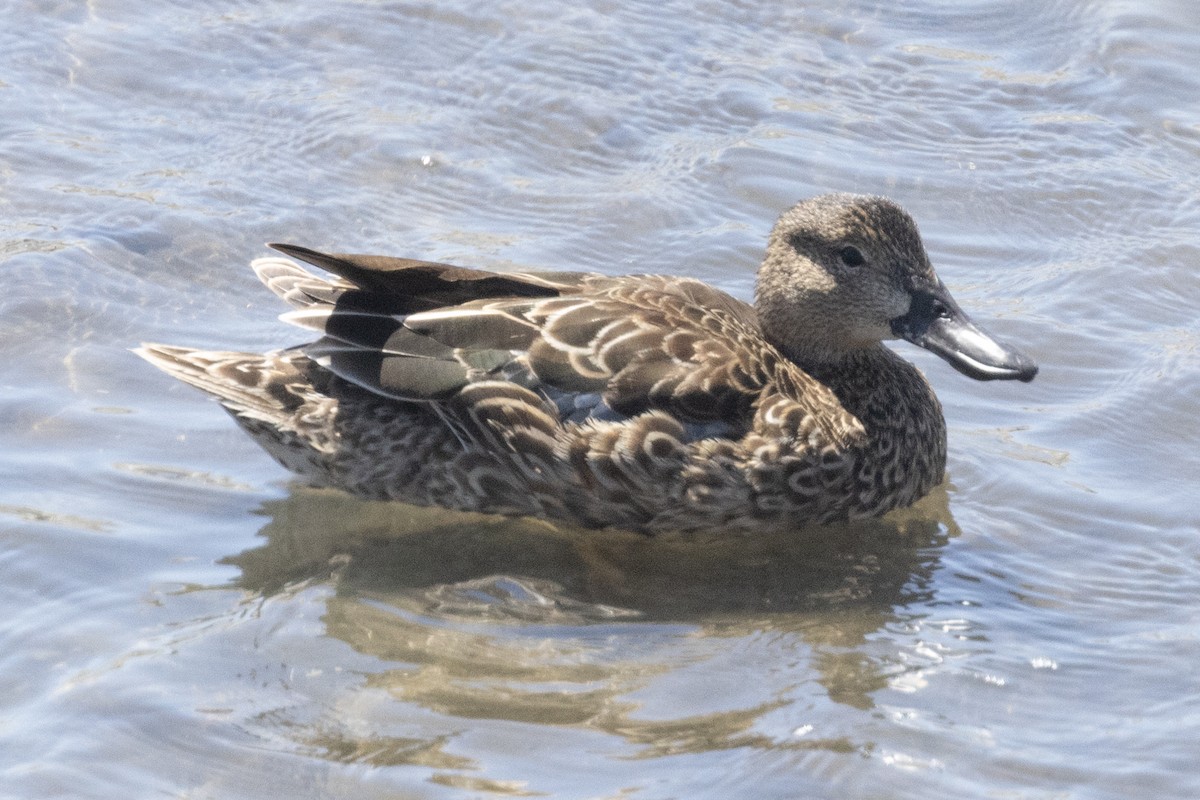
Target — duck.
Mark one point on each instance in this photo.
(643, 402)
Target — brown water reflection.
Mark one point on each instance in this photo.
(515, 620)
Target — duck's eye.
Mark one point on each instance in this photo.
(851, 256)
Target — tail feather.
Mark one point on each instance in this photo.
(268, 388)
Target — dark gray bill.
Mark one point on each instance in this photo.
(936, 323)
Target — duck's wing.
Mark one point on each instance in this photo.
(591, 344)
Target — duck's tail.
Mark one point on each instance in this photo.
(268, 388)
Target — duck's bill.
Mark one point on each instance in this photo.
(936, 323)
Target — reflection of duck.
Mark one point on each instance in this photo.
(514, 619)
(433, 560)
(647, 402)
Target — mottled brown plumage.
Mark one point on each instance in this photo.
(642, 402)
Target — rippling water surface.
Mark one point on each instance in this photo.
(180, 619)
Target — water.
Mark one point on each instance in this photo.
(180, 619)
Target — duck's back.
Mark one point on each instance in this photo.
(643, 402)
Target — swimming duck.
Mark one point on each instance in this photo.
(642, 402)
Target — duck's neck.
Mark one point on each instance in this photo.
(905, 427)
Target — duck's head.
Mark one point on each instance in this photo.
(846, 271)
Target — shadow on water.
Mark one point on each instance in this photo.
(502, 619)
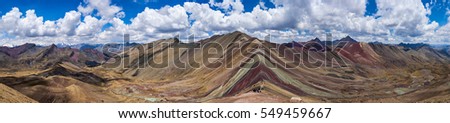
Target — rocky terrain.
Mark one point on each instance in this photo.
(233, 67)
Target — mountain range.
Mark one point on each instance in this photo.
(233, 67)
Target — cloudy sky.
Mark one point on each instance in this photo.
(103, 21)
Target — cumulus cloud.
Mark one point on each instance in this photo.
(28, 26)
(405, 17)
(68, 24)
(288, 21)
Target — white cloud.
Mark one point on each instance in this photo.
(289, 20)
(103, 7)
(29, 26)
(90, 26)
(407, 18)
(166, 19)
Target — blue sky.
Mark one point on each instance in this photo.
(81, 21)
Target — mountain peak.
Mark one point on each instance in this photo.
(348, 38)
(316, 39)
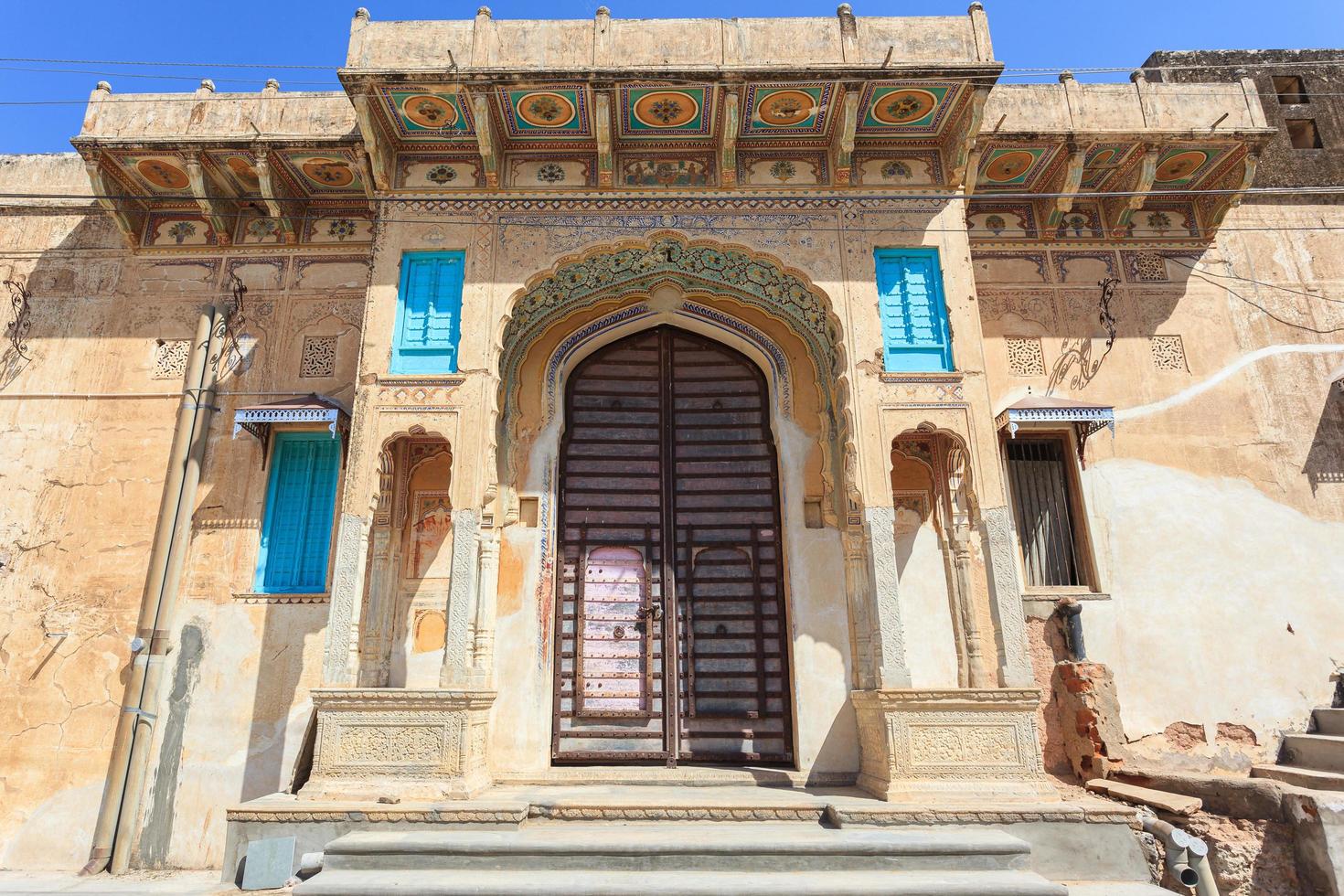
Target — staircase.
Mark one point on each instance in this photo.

——

*Stated goal*
Rewrite every line above, swapping "photo" for "image" wherever it appears and changing nothing else. Leave the pictures out of your answer.

*Correct output*
Target — duck.
Mark one point on each instance in this image.
(643, 402)
Target — brown water reflection.
Mark one point on each instance in this image.
(515, 620)
Target — duck's eye.
Mark one point on each instance in this image.
(851, 256)
Target — tail feather.
Mark one point on each instance in this image.
(268, 388)
Target — dark gray bill.
Mark one point on each instance in this image.
(936, 323)
Target — duck's wing.
Mark one point on each instance in this image.
(591, 344)
Target — duck's tail.
Mark one point on each instance in this image.
(268, 388)
Target — duck's bill.
Mark one point on each instance in this image.
(936, 323)
Target — reflection of duck.
Mark one point on each instance in this image.
(514, 619)
(433, 560)
(647, 402)
Target — mottled brown plumage.
Mark one point on each instance in this image.
(642, 402)
Target — rippling water surface.
Mark one point on each instance in this image.
(180, 619)
Target — water.
Mark one point on each instance in this image.
(180, 619)
Target — duck's back.
Mark one point on each instance in this image.
(643, 402)
Target — swimming duck.
Mark one point on each instance in this image.
(642, 402)
Target — duck's neck.
Mark one point on each instance in this image.
(905, 427)
Target — duck's head.
Mark one point on each instance in this image.
(846, 271)
Target — shadow on water.
Mark one point on each instance in this image.
(502, 619)
Target — rocky terrain.
Mark one point on each instance in this image.
(233, 67)
Target — mountain range.
Mark one point on each instance in this image.
(233, 67)
Target — cloudy sky.
Mark one point on each instance in this image.
(103, 21)
Target — cumulus cloud.
Mark one point on each instance in this image.
(28, 26)
(405, 17)
(68, 24)
(288, 21)
Target — white cloud.
Mark one point on each instance in this image.
(289, 20)
(103, 7)
(29, 26)
(90, 26)
(407, 18)
(166, 19)
Target — blue sky.
Mark one point on each instance in this image.
(81, 21)
Target — mountain peak.
Mark one point on each instance in this image.
(348, 38)
(316, 39)
Target — staircase.
Mark one point on each instance in this image.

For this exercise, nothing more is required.